__Required work__
**a)** In the account of HMS Alcantara's sinking, how many crew went down with the ship?
**b)** Reproduce the passage from the account of HMS Alcantara's sinking that starts with "Captain Thomas Wardle" and goes on through "ports fell open.".

Hidden behind false walls and removable panels, the Greif carried one 105mm gun, four 150mm guns and two torpedo tubes. The idea was simple: let any British inspection party get close enough and then let ‘em have it.
On 29 February 1916, HMS Alcantara was patrolling northeast of the Shetland Islands when her lookouts spotted smoke on the horizon.
Captain Thomas Wardle manoeuvred to investigate. At 5,000 yards, he ordered the vessel to stop for inspection. The Rena obligingly did so.
Alcantara closed to 2,000 yards. Then, at nine forty in the morning, Greif made her move.
The Norwegian ensign came down. The steering house at her stern vanished in favour of the 105mm gun. Along both sides of the steamer, hidden gun ports fell open.
Greif opened fire. The first shell struck the Alcantara’s bridge, taking out her steering gear and all lines of communication.
Down in the engine room, Arthur Priest felt the impact of those first shells before he heard anything. Then the alarm, the rush of orders, the flooding.
The visceral urge to get out of the stokehold must have been overwhelming.
For about fifteen minutes, the two ships hammered each other at close range—sometimes as little as 750 yards, which in naval terms is practically a bar fight.
The German ship had got her torpedoes away and one hit Alcantara amidships on the port side. The engine room began flooding. She slowed to three knots and began listing heavily to port.
At 11:02 in the morning, HMS Alcantara rolled over and sank, taking 68 crew with her.

__Extracted entries__
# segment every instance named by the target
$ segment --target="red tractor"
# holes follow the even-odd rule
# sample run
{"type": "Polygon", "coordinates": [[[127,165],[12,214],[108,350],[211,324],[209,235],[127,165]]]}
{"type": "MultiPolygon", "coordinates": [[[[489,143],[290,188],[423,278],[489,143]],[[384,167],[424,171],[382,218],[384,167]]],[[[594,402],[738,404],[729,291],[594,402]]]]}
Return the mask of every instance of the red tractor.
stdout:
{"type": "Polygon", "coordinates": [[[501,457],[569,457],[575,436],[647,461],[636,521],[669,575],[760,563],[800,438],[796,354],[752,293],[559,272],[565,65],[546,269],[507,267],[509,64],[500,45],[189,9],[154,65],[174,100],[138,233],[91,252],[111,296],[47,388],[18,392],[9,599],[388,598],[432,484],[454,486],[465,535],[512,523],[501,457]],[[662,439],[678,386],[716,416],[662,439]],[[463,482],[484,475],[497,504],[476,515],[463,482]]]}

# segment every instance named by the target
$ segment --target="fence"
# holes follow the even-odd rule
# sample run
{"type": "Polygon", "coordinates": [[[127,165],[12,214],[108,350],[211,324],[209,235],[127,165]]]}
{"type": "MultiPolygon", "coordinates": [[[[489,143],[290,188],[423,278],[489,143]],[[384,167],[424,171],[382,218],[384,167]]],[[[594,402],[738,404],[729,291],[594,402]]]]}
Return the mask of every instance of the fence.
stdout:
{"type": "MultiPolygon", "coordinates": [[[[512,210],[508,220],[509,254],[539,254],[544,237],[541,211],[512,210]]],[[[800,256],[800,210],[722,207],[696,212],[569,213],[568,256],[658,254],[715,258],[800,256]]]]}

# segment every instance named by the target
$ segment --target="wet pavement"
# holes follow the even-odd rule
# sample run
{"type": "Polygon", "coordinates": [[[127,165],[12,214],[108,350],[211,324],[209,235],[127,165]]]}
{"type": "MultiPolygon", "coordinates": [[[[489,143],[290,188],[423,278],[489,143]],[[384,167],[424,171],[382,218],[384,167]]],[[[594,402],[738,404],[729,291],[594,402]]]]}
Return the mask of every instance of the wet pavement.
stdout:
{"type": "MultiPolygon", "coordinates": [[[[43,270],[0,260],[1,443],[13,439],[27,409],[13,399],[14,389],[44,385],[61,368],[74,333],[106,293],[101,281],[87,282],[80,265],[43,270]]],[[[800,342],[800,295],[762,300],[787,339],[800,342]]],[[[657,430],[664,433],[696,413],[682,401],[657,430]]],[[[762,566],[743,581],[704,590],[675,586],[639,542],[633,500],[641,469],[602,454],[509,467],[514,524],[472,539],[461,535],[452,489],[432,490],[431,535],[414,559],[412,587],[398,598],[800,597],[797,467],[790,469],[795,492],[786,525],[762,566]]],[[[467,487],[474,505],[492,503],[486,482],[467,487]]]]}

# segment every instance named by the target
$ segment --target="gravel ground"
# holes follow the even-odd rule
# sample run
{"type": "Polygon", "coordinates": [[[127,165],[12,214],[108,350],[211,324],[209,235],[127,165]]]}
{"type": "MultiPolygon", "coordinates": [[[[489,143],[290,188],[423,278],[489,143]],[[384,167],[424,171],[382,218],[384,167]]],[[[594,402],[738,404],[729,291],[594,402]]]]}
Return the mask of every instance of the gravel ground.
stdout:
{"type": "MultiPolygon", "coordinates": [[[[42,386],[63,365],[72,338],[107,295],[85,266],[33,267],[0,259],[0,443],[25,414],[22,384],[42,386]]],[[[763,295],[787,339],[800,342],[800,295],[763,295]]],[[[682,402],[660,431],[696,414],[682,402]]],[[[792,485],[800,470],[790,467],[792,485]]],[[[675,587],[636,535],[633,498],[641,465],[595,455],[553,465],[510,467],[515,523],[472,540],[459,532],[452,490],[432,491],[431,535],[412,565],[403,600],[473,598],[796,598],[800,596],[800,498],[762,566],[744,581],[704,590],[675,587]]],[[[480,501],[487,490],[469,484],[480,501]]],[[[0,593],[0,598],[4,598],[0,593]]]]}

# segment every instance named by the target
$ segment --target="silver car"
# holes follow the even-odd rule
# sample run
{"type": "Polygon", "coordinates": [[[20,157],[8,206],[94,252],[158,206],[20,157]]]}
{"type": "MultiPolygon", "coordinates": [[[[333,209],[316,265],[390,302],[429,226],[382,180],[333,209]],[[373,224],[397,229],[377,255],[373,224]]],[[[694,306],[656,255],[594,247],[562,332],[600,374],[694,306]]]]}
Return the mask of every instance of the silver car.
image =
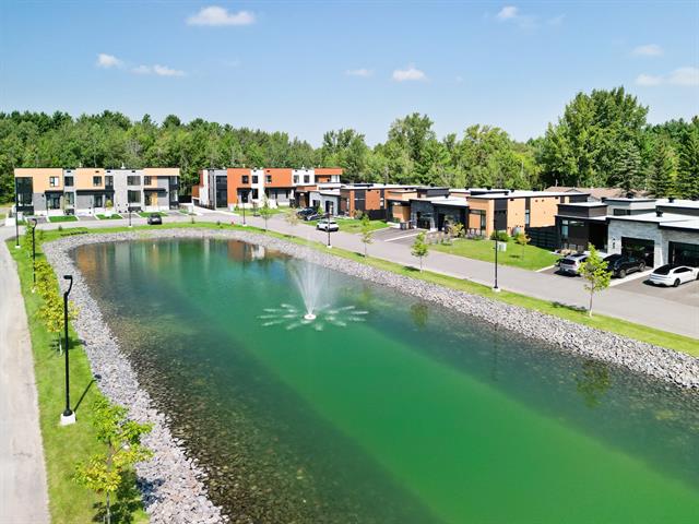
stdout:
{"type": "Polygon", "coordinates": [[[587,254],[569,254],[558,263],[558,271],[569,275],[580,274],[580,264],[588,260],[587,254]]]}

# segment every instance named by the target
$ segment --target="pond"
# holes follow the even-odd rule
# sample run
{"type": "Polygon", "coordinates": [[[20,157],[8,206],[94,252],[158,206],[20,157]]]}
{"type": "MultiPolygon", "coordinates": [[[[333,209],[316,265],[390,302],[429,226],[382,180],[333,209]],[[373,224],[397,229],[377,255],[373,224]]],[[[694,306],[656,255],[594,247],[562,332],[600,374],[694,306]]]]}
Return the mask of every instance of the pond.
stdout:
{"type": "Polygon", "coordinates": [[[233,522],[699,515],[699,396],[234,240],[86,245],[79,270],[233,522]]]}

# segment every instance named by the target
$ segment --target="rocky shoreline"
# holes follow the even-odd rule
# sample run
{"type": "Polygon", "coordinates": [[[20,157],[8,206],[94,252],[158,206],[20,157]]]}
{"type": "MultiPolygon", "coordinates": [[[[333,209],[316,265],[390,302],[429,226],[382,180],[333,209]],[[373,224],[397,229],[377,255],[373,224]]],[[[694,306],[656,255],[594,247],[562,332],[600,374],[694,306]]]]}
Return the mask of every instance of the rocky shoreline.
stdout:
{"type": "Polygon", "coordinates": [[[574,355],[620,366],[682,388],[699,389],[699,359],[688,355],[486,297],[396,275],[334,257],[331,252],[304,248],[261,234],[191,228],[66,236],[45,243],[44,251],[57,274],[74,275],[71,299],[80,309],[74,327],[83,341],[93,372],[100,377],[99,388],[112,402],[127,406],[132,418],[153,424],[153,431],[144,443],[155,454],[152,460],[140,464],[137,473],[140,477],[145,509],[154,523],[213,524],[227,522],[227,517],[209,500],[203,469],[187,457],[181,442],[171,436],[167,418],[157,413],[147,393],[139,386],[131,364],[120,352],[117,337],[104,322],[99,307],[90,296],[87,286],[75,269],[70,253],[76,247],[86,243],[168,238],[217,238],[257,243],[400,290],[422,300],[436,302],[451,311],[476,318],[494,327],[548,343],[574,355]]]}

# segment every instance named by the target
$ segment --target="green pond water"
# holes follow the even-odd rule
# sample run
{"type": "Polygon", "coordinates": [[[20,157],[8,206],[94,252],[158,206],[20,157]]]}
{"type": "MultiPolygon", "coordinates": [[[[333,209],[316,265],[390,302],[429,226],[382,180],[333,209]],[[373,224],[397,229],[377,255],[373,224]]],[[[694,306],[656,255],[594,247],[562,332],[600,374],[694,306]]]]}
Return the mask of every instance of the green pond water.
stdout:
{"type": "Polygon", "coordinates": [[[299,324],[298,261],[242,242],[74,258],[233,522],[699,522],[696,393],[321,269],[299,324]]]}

---

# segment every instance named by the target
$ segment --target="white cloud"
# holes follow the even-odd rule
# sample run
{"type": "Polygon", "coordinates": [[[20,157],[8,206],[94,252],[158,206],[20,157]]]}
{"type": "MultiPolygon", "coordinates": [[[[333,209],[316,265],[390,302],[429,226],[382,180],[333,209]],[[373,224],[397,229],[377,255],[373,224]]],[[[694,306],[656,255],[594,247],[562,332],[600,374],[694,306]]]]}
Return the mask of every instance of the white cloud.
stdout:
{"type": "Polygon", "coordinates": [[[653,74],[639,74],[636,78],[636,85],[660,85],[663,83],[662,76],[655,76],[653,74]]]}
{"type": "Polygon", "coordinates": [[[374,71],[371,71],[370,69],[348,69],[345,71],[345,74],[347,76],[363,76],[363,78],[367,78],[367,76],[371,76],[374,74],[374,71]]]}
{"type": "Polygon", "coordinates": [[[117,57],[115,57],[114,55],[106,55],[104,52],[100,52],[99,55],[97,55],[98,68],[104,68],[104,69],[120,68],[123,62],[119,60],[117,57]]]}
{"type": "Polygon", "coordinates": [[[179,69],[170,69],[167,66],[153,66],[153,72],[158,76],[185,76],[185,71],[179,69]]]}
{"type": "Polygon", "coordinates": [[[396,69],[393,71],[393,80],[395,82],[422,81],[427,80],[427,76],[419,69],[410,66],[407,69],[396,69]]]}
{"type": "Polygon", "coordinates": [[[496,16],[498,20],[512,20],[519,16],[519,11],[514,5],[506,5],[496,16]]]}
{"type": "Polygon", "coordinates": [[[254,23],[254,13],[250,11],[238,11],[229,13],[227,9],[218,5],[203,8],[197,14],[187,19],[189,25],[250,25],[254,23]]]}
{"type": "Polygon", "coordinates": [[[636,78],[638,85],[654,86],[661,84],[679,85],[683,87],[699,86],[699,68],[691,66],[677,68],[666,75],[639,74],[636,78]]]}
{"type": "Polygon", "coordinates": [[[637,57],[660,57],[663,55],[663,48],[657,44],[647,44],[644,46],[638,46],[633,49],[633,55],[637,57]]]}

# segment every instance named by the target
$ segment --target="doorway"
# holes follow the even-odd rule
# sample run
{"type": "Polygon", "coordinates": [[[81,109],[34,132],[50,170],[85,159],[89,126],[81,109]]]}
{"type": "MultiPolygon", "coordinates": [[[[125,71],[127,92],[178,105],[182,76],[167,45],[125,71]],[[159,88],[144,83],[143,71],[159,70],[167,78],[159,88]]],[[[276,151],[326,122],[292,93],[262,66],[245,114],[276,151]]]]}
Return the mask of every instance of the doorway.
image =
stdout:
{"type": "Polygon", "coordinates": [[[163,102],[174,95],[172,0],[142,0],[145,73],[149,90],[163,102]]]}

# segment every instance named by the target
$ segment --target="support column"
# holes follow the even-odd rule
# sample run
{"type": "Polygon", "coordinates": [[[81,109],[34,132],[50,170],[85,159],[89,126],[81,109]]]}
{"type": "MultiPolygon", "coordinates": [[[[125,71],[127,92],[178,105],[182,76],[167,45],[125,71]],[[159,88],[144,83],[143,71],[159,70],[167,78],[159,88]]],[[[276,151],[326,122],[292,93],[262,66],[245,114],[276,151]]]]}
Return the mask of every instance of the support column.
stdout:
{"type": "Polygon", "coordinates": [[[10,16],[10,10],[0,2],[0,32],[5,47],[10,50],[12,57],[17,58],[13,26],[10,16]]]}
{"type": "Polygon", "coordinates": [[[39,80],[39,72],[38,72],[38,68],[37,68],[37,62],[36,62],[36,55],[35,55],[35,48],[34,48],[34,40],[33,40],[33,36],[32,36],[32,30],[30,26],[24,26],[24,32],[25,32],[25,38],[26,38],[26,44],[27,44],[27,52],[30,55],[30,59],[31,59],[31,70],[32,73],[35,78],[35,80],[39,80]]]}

__Results__
**a)** 68 crew

**b)**
Captain Thomas Wardle manoeuvred to investigate. At 5,000 yards, he ordered the vessel to stop for inspection. The Rena obligingly did so.
Alcantara closed to 2,000 yards. Then, at nine forty in the morning, Greif made her move.
The Norwegian ensign came down. The steering house at her stern vanished in favour of the 105mm gun. Along both sides of the steamer, hidden gun ports fell open.